■ **What you need to do**: Convert every line of the records below into a JSON list of strings, with one string per line. Omit blank lines and leave the pictures out.
— START OF Information provided —
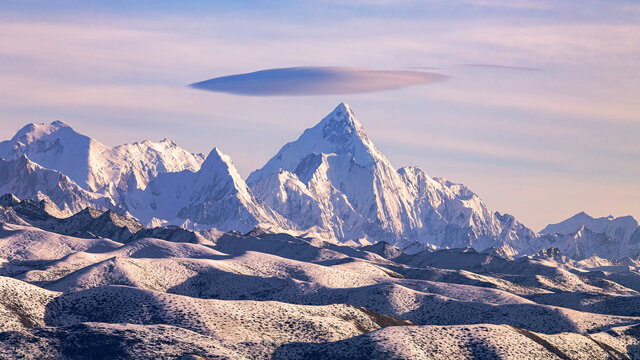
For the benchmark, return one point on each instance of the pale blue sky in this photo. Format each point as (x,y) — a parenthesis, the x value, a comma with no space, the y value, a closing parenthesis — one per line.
(541,145)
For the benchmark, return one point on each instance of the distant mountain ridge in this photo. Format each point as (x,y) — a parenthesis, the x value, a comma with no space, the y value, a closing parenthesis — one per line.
(332,182)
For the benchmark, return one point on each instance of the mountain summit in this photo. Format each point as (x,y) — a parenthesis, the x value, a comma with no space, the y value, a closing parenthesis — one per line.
(94,166)
(334,178)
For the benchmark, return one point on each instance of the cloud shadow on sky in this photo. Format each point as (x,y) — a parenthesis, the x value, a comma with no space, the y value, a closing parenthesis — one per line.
(307,81)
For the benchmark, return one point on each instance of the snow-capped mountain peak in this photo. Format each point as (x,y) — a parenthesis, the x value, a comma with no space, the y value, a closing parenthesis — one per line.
(337,133)
(93,165)
(336,179)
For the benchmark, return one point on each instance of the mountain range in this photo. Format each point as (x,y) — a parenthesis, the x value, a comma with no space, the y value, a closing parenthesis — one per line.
(148,251)
(332,183)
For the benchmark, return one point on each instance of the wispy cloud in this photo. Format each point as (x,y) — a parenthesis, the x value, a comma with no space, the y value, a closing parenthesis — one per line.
(310,80)
(502,67)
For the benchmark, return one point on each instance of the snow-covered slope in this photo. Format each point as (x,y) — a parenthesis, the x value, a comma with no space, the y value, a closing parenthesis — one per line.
(28,180)
(334,177)
(214,196)
(582,236)
(94,166)
(621,228)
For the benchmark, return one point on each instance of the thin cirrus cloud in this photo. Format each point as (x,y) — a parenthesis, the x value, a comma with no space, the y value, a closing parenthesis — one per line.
(503,67)
(307,81)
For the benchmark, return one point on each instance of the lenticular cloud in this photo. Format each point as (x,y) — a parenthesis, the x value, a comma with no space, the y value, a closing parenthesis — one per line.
(305,81)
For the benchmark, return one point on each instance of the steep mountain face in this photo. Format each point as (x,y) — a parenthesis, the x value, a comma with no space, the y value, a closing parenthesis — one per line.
(94,166)
(215,196)
(334,177)
(28,180)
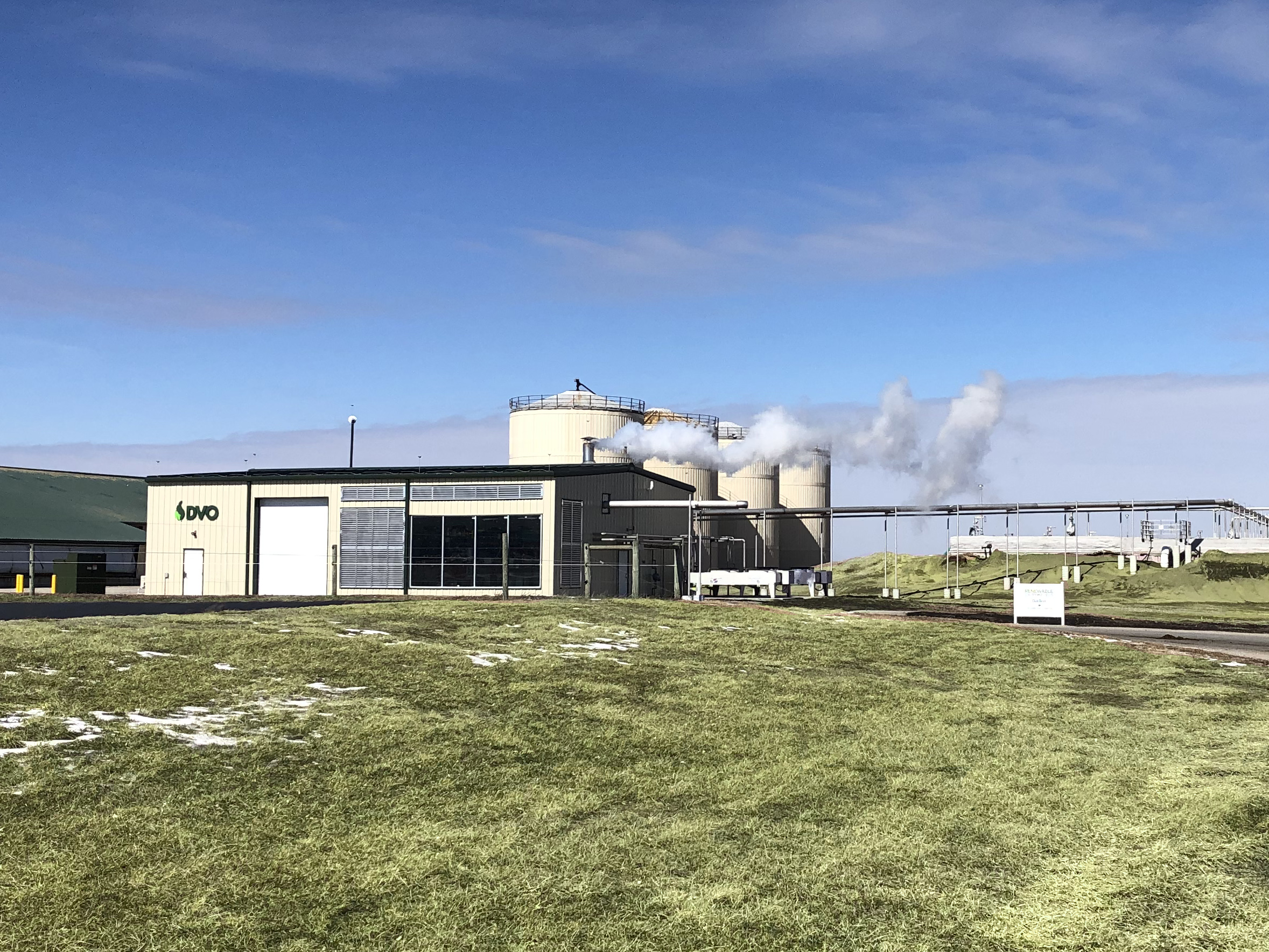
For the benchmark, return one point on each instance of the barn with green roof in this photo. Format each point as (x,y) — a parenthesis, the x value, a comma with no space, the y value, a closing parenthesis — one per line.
(87,528)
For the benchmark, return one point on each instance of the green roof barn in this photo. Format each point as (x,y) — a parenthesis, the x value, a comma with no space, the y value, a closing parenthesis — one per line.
(87,528)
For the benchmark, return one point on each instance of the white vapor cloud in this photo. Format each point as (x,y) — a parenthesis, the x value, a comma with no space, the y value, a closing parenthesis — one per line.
(964,441)
(890,441)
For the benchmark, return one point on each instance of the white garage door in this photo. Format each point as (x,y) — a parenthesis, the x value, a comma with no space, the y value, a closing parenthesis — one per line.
(293,548)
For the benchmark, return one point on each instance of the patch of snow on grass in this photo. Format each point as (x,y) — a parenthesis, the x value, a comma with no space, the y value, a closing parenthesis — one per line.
(19,718)
(74,725)
(329,690)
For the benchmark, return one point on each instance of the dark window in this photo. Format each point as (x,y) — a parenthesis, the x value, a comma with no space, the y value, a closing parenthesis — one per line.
(524,541)
(460,558)
(489,550)
(425,551)
(467,551)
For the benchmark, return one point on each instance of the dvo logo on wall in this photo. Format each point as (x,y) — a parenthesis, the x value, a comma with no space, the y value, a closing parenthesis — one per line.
(197,512)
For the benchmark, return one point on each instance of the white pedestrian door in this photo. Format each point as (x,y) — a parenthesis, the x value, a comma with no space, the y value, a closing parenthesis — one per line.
(192,573)
(292,545)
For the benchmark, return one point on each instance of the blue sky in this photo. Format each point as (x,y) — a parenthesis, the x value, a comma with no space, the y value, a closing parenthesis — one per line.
(219,219)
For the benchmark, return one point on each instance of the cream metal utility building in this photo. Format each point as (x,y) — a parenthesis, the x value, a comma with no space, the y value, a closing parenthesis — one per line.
(352,531)
(571,428)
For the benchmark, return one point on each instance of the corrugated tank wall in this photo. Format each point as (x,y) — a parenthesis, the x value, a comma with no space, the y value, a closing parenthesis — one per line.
(806,542)
(759,484)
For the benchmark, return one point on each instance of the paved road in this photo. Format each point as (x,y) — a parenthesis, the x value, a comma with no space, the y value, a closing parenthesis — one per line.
(1226,642)
(38,608)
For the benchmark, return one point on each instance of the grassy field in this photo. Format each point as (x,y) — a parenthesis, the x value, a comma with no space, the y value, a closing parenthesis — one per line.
(622,776)
(1216,587)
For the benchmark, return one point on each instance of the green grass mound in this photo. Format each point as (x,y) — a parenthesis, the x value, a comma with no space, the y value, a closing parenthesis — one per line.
(621,776)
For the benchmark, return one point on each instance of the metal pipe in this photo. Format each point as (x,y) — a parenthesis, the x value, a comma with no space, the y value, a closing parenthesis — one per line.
(678,505)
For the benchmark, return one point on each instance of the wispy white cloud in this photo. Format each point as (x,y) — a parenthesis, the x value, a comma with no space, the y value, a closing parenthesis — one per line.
(30,287)
(1008,132)
(454,441)
(976,215)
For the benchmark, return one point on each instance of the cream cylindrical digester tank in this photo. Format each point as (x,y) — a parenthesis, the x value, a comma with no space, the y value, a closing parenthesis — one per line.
(550,428)
(759,484)
(808,541)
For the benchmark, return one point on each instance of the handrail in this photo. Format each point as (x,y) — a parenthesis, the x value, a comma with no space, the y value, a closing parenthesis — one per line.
(575,400)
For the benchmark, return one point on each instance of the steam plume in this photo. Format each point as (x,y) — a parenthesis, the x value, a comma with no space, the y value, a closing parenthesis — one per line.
(964,439)
(890,438)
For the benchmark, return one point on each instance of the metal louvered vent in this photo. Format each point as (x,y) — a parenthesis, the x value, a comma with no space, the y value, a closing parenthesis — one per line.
(570,544)
(372,494)
(372,548)
(470,492)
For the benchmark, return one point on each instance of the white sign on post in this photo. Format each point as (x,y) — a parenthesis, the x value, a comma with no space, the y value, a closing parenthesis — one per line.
(1047,602)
— END OF Information provided —
■ **Finished exercise**:
[
  "For the benchmark, return one point on each instance of the pale blue sky in this photo. Format each point as (x,y) — a parenthesis, the x value, a comma with no space, the y value, a closing parenthesis — one per line.",
  "(541,145)",
  "For the benchmark, return one point on each instance of the distant mountain ridge in this photo. Format each point as (x,y) — a parenthesis, the x value, a comma with no space, the y value, a closing parenthesis — one per line.",
  "(332,182)",
  "For the benchmark, return one point on each instance of the mountain summit in this photo. Format each point as (x,y) — a parenthesis, the x value, a comma with no space, the y value, a closing parenthesis — one per line.",
  "(94,166)",
  "(334,178)",
  "For the benchmark, return one point on each instance of the cloud shadow on sky in this photo. Format each point as (x,y) — a parenthesis, the x value, a comma with no space, the y value, a closing parenthesis — one per line.",
  "(307,81)",
  "For the benchmark, return one point on each instance of the snow-capped mountain peak in this photo. Format each point as (x,y) — a parenthesis, the x value, a comma with no space, the y value, a closing parenthesis — one per line.",
  "(337,133)",
  "(93,165)",
  "(336,179)",
  "For the benchmark, return one point on each instance of the mountain range in this photo. Format each point as (x,y) — a parenthesis, the x value, a comma with no space, the y value, a closing parenthesis — one per line.",
  "(148,251)",
  "(332,183)",
  "For the benchmark, return one point on each instance of the wispy cloud in this photo. Format each point as (x,y) — a parenthesis, the x value, a comma with no space, the y value, a closing parenthesis — one per line.",
  "(310,80)",
  "(502,67)",
  "For the benchmark, return one point on each instance of the snow-covered slope in this photo. Format each point as (x,y) — a parenthesis, the x value, a comma with no space, the y value, a closing parenthesis — one per line.",
  "(28,180)",
  "(334,177)",
  "(214,196)",
  "(582,236)",
  "(94,166)",
  "(621,228)",
  "For the benchmark, return one point on each instance of the thin cirrus cloud in this photo. Format each point as (x,y) — a parenthesis, the x value, a comma with no space, the y value, a closing parenthesis — one per line.",
  "(503,67)",
  "(307,81)",
  "For the benchmark, return one point on each instance of the lenticular cloud in this photo. Format each point as (x,y) — a parenthesis, the x value, a comma with no space, the y value, a closing parenthesis — one per line.",
  "(305,81)",
  "For the benchmark, return one point on each instance of the steep mountain face in this photo. Format each point as (x,y) — a parenthesis, the x value, a comma with no space, the y value, a closing parenthesis — one per line.",
  "(94,166)",
  "(215,196)",
  "(334,177)",
  "(28,180)",
  "For the benchmark, return one point on each instance of the barn with green roof in this photo. Format each point as (x,y) — a parenthesis, the x value, a comma with no space, the y value, a closing parenthesis — one per line.",
  "(87,528)",
  "For the benchmark, return one point on each instance of the green roof barn in this photo. Format each point as (x,y) — a parenthesis, the x value, a comma with no space, the y value, a closing parenthesis — one per line.",
  "(87,528)",
  "For the benchmark, return one point on each instance of the white vapor cloud in this photo. Format each point as (x,y) — a parenthesis, the x value, a comma with no space, the y value, a closing parenthesis — one per line.",
  "(964,441)",
  "(890,441)",
  "For the benchmark, return one point on each instance of the white garage door in this photo. Format each point as (x,y) — a parenthesis, the x value, a comma with no space, the y value, a closing parenthesis — one per line.",
  "(293,548)",
  "For the benchmark, return one point on each instance of the patch of snow on grass in this photo. Format each point as (x,y) — a parenthesis, the x value, a comma with no space, the y value, a closing parenthesis — one per line.",
  "(19,718)",
  "(74,725)",
  "(329,690)",
  "For the benchmark, return one point on each instance of the dark window in this photo. Format each point as (x,y) — a parenthesis, the x value, a comma with no space, the y value, a closing parenthesis — one per line.",
  "(524,541)",
  "(460,558)",
  "(489,550)",
  "(425,551)",
  "(467,551)",
  "For the benchmark, return one point on each instance of the dvo logo on wall in this photo. Format each point as (x,y) — a parenthesis, the x value, a comma with no space, the y value, a closing parenthesis — one per line.",
  "(197,512)",
  "For the benchmark, return one point on each instance of the white pedestrian door in this photo. Format each point as (x,y) — a parenthesis, the x value, a comma with no space, the y value, a closing parenthesis — one per line.",
  "(192,573)",
  "(292,545)",
  "For the benchmark, return one point on each instance of the blue sky in this photo. Format each point as (x,y) — a parenthesis, the x value, a comma with no space, the y value, a closing parenthesis — one per line.",
  "(219,219)",
  "For the benchmark, return one point on each instance of the cream metal utility building in this photo. Format each point as (x,y) — a parenthesis, the x value, a comma with no space, the y value, a closing parenthesis — one per line.",
  "(352,531)",
  "(571,428)",
  "For the benchmark, return one point on each instance of the corrugated tank wall in this photo. Format each point as (x,y) — a parenthesis, the x value, a comma with no space, the y value, a closing parenthesis — one per line.",
  "(806,542)",
  "(759,484)",
  "For the benchmark, return one point on each instance of the paved road in this photo. Format each point as (x,y) — a parenthesis, the x value, a comma with no space, the y value, a closing parenthesis — one per line.",
  "(1226,642)",
  "(38,608)",
  "For the benchmark, return one point on each instance of the grassy field in this photo. Format each point as (x,y) — a parenthesis, the x value, a comma with no space, the y value, a closing parenthesis — one per line.",
  "(622,776)",
  "(1216,587)",
  "For the benchmark, return one point on each instance of the green grass mound in this photo. Format each point as (x,y) — a parenthesis, the x value, a comma with no space, the y value, a closing parenthesis — one per line.",
  "(621,776)",
  "For the benchmark, return one point on each instance of the metal pipe in this photo. Format each point as (x,y) — a parenthesis, the x value, a comma with no space, the y value, a closing parenthesis — one per line.",
  "(678,505)",
  "For the benchmark, return one point on each instance of the wispy white cloud in this photo. Format each point as (x,y) — a parenthesis, the x value, a comma with no space, the y value, a closing parenthesis — one per line.",
  "(30,287)",
  "(1008,132)",
  "(454,441)",
  "(976,215)",
  "For the benchmark, return one point on each instance of the cream cylindrical digester tank in this photo. Format each point as (x,y) — a parenthesis, the x value, a comma with no space, the y value, a closing parenthesis — one per line.",
  "(550,428)",
  "(759,484)",
  "(808,541)",
  "For the benchmark, return one point on each instance of the handrail in this photo. Format each point as (x,y) — a parenthesis, the x value, a comma with no space, the y value, a closing parenthesis — one per line.",
  "(575,400)",
  "For the benchmark, return one point on each instance of the steam plume in this photo. Format each point as (x,y) — a parenthesis, the x value, a comma with no space, the y value, a closing parenthesis — one per line.",
  "(964,439)",
  "(890,438)",
  "For the benchmark, return one point on each instance of the metal louvered vent in this photo. Format each point as (x,y) — a parenthesis, the x value, a comma with no space, the y value, a closing parenthesis — one per line.",
  "(570,544)",
  "(372,494)",
  "(372,548)",
  "(470,492)",
  "For the benchmark, return one point on each instance of the white sign on post in this photo. Format each point as (x,y) — a parenthesis, the x value, a comma with no space, the y value, a closing parenthesis — one per line.",
  "(1047,602)"
]